***** Исходный текст

Читаем Онтология взрыва полностью

Жизненный мир квантуется не хуже любого другого - на эры, на эпохи, на поколения, на рациональности. Это и всегда было ясно, а в континуумальном мире становится его онтологической данностью. Квантование - это онтологический режим приключений Универсума вообще, и, как приключение, оно воспринимается скорее как вторичное свойство его в качестве континуума. На роль же внутреннего свойства No1 мира-континуума, свойства, ответственного за его метрическую организацию, может претендовать один-единственный универсальный образ. И этот образ должен быть геометрическим, потому что только неограниченная свобода геометрических образов способна вместе с обещанием их математической процедурной определенности нести ответственность за неограниченную сложность мира. Все это подходит к образу, обладающему даже как математическое понятие необычной для представляемой им строгой науки многоликостью и в силу того - необозримым эволюционным потенциалом в качестве очень физически значимой абстракции: это образ устойчивости.

**********
***** Фрагмент данных

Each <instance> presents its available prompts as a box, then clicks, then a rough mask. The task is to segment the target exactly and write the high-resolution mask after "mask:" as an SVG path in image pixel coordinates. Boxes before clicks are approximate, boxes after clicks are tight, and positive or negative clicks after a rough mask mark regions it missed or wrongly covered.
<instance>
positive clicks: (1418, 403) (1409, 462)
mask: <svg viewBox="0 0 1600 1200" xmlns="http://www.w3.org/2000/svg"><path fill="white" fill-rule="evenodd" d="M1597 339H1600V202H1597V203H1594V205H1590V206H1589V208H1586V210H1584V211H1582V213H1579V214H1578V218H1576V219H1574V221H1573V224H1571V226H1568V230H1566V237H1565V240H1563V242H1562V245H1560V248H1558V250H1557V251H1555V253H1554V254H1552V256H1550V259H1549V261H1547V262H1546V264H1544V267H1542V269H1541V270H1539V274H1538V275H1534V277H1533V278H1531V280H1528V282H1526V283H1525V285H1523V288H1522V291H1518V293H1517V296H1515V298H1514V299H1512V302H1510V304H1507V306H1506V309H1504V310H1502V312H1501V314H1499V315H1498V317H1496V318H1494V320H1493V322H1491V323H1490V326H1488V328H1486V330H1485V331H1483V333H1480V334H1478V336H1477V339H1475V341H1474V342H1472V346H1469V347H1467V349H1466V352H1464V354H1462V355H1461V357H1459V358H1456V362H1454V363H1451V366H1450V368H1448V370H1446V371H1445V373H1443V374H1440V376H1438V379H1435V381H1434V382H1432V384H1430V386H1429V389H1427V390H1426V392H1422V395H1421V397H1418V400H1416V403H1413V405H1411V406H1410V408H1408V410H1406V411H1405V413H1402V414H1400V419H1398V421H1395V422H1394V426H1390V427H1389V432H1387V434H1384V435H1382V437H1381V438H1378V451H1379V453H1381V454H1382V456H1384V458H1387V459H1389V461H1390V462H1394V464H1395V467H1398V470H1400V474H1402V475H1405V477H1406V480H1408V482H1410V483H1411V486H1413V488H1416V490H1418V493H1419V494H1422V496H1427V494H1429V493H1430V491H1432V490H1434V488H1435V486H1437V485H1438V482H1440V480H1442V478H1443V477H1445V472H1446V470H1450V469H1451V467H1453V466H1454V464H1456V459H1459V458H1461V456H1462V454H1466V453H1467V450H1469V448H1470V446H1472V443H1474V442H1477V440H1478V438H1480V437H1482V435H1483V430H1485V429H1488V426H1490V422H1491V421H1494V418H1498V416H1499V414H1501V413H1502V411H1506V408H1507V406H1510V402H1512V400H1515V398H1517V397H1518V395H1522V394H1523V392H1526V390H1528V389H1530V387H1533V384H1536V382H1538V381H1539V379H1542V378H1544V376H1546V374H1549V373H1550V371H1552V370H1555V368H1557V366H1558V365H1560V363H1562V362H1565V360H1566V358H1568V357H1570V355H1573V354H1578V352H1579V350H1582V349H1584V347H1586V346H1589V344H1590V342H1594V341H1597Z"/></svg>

**********

> Ваше задание: Продолжите текст об онтологии взрыва сразу после его последней фразы, где речь идет об образе устойчивости.

> Результат ниже:
Такая степень онтологического доверия к этому образу на первых порах чистой воды экстраполяция, нуждающаяся в последующем оправдании. Но сразу можно сказать, что а) процедура рационального соответствия его собственной среде обитания не предполагает проблем, б) он в качестве единственного внутреннего принципа, организующего структуру мира, представляет собой идеальный и неулучшаемый минимум.

Устойчивость - кажется, самый размытый из всех математических образов. Трудно найти образ, более подходящий для описания динамических систем (каковой, кстати, является и континуумальный мир) и в то же время обладающий такой понятийной свободой. Это - еще одно обстоятельство, настойчиво подталкивающее взвалить на него всю меру ответственности за метрические приключения континуума.

Слепящая по общематематическим меркам молодость этого образа как нельзя лучше сочетается с образом континуума, тоже, в общем-то, стоящего еще в начале своего пути.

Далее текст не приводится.